Data shown
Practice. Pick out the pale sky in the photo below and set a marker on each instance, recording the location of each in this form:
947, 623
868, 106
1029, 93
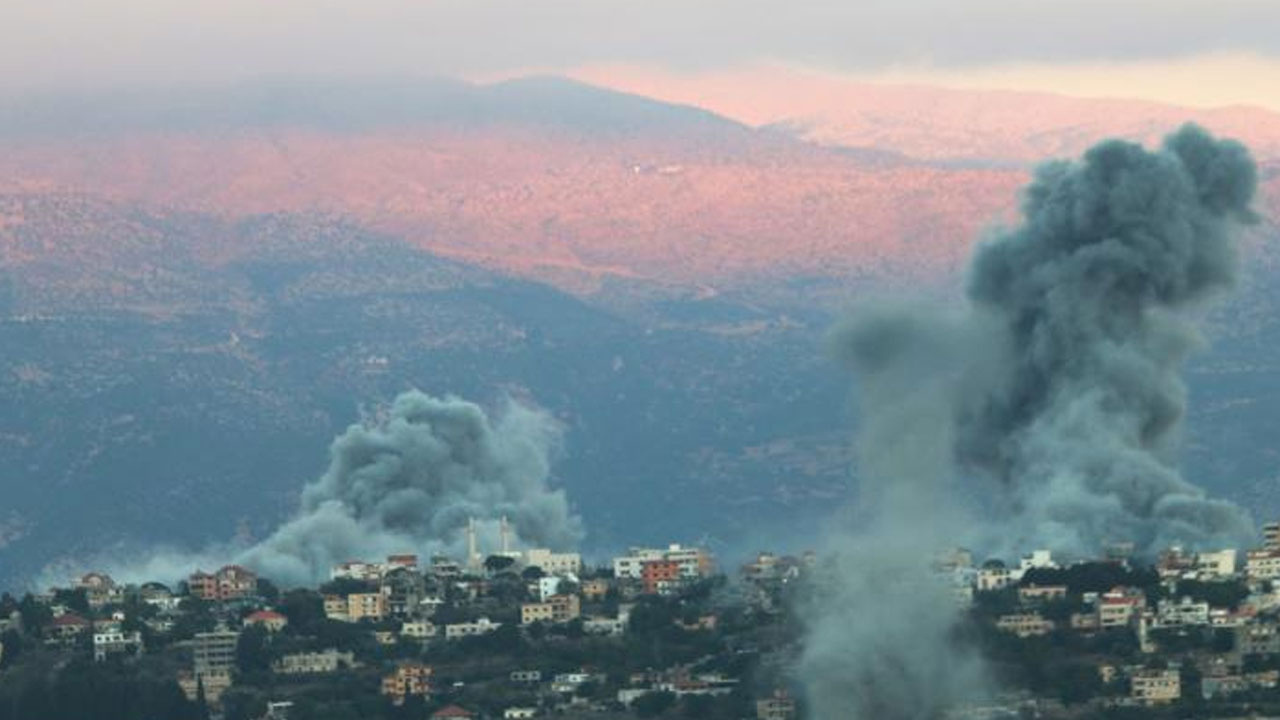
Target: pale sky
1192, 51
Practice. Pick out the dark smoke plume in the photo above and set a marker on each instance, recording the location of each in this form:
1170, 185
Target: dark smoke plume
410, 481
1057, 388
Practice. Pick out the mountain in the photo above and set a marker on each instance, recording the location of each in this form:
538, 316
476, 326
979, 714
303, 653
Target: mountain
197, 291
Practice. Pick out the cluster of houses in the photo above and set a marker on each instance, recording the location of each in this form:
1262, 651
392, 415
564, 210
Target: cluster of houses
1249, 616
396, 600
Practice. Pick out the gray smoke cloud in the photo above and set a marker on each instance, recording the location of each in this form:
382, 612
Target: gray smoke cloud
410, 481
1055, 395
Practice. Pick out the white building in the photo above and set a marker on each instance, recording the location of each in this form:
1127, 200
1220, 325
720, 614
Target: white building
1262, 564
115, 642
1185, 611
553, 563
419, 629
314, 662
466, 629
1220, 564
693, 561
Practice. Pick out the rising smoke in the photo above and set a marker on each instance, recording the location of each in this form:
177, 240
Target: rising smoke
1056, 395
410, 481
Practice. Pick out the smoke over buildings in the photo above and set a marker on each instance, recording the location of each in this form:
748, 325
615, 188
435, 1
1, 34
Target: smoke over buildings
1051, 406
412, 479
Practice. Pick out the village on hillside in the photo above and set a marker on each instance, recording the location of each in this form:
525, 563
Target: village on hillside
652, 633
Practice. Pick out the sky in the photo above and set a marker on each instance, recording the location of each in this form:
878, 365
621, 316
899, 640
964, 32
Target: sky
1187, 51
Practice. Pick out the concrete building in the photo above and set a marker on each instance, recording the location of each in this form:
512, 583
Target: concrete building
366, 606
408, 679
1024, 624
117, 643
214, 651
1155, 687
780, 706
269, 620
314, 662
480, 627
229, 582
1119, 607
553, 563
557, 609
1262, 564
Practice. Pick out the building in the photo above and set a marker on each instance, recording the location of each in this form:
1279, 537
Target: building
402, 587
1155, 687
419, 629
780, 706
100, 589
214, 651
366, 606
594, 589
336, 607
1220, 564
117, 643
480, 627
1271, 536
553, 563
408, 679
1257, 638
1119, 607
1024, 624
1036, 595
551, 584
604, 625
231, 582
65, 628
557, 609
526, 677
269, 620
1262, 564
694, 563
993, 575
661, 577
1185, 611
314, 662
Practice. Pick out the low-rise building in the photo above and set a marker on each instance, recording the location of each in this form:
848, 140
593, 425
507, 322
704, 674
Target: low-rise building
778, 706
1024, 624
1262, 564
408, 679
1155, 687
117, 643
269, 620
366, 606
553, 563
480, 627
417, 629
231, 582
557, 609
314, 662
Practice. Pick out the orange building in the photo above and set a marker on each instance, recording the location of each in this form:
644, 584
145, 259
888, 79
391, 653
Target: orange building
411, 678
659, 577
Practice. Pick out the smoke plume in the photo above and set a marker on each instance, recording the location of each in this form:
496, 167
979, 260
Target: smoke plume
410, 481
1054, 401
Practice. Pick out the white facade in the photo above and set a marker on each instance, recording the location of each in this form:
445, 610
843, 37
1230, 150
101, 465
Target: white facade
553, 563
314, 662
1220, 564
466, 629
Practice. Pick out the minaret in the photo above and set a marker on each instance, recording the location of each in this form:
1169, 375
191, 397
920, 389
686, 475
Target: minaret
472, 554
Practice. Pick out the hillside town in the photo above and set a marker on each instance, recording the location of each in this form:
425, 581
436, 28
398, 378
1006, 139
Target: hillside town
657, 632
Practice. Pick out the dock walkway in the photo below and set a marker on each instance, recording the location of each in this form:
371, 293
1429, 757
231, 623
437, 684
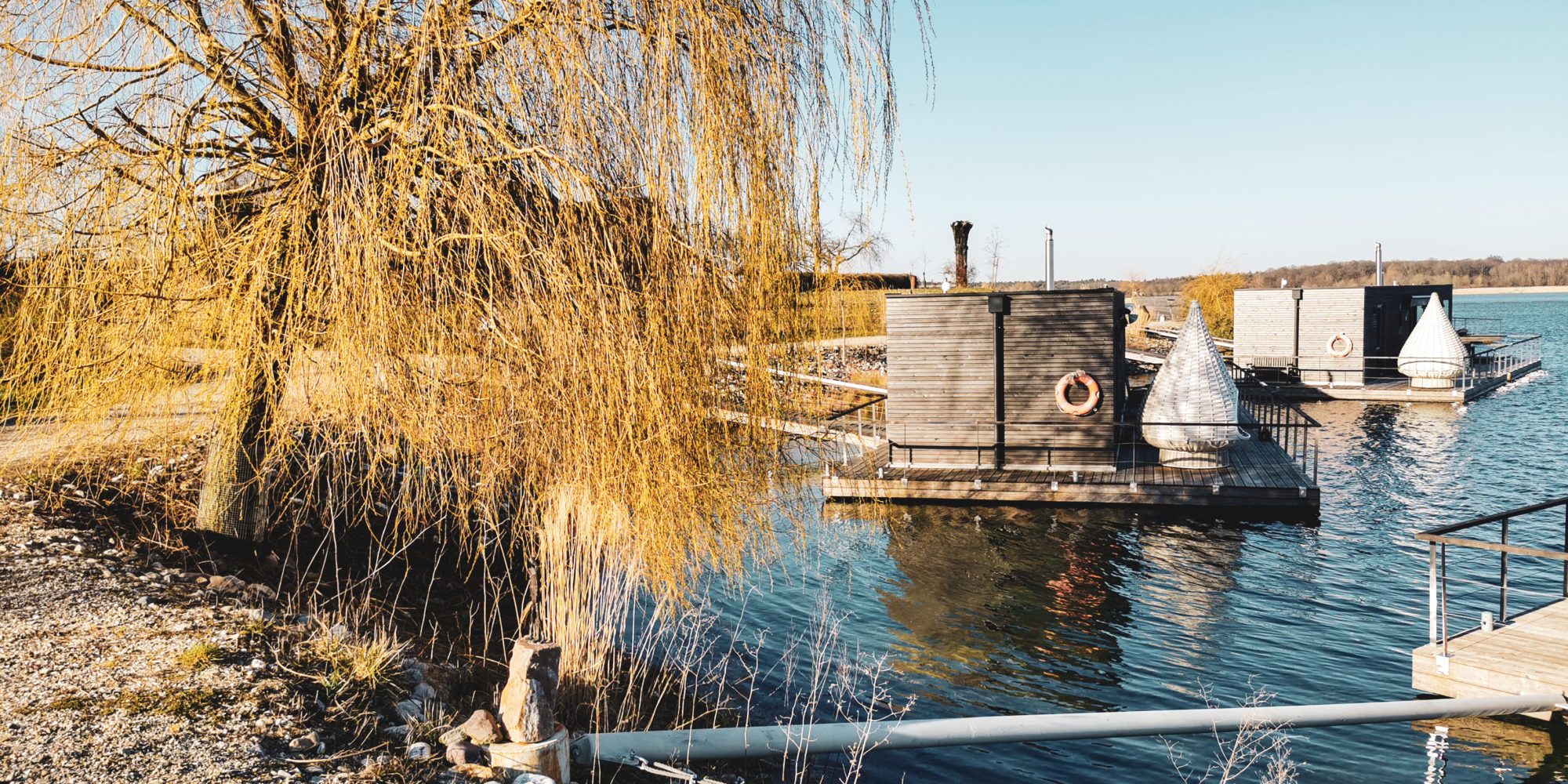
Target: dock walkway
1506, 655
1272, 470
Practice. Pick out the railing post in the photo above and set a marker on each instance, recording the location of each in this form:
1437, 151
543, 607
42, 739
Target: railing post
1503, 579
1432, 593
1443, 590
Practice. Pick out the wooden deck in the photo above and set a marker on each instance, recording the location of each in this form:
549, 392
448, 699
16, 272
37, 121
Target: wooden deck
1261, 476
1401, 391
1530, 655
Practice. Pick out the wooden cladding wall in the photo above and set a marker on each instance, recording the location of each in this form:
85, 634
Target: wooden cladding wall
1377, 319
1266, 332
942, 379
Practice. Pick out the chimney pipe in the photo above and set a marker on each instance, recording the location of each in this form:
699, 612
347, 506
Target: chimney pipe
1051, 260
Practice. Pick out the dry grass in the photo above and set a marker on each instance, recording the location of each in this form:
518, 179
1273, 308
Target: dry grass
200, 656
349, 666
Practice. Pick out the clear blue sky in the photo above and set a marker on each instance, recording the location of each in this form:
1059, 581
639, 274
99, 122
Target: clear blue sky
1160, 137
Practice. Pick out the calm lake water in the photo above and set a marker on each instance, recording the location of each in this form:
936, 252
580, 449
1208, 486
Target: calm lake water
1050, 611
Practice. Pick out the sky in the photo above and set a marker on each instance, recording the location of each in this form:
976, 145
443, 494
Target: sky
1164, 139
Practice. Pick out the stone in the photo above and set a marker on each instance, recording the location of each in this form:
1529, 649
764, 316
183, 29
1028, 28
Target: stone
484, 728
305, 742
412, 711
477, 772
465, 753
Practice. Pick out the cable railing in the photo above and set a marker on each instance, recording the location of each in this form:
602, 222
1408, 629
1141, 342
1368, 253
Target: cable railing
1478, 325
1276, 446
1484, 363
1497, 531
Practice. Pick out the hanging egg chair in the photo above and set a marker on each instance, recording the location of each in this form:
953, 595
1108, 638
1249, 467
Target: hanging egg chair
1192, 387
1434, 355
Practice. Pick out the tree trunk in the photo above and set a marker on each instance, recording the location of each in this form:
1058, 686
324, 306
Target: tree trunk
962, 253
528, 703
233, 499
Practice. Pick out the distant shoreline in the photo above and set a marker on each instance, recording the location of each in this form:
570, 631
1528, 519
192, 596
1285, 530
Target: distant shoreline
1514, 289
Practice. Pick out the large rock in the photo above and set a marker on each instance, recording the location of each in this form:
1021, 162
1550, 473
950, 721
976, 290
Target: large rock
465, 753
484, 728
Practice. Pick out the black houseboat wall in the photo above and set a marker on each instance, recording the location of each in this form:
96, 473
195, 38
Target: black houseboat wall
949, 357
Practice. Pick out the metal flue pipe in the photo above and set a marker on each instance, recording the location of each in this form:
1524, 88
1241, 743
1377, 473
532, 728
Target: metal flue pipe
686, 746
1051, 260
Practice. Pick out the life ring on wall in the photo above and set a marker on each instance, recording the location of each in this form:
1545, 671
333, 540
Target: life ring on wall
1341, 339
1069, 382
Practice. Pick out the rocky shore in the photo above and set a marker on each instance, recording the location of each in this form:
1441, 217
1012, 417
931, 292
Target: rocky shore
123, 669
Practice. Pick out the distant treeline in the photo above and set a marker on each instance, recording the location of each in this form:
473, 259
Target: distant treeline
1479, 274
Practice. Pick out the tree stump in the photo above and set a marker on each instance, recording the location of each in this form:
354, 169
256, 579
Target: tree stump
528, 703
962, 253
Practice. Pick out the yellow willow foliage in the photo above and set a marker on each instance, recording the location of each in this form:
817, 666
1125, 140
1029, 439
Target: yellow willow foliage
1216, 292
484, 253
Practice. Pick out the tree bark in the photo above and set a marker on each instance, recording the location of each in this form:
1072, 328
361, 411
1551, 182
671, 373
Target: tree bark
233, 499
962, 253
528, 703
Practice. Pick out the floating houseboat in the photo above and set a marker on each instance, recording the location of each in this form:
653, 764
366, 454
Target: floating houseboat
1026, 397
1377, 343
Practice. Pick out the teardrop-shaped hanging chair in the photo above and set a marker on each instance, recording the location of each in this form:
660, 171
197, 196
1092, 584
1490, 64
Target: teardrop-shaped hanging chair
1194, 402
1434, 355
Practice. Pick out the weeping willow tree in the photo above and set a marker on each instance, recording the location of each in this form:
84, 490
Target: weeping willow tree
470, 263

What to produce
Lines holding "below" in the listing above: report how many there are, with the number alone.

Result for this exercise
2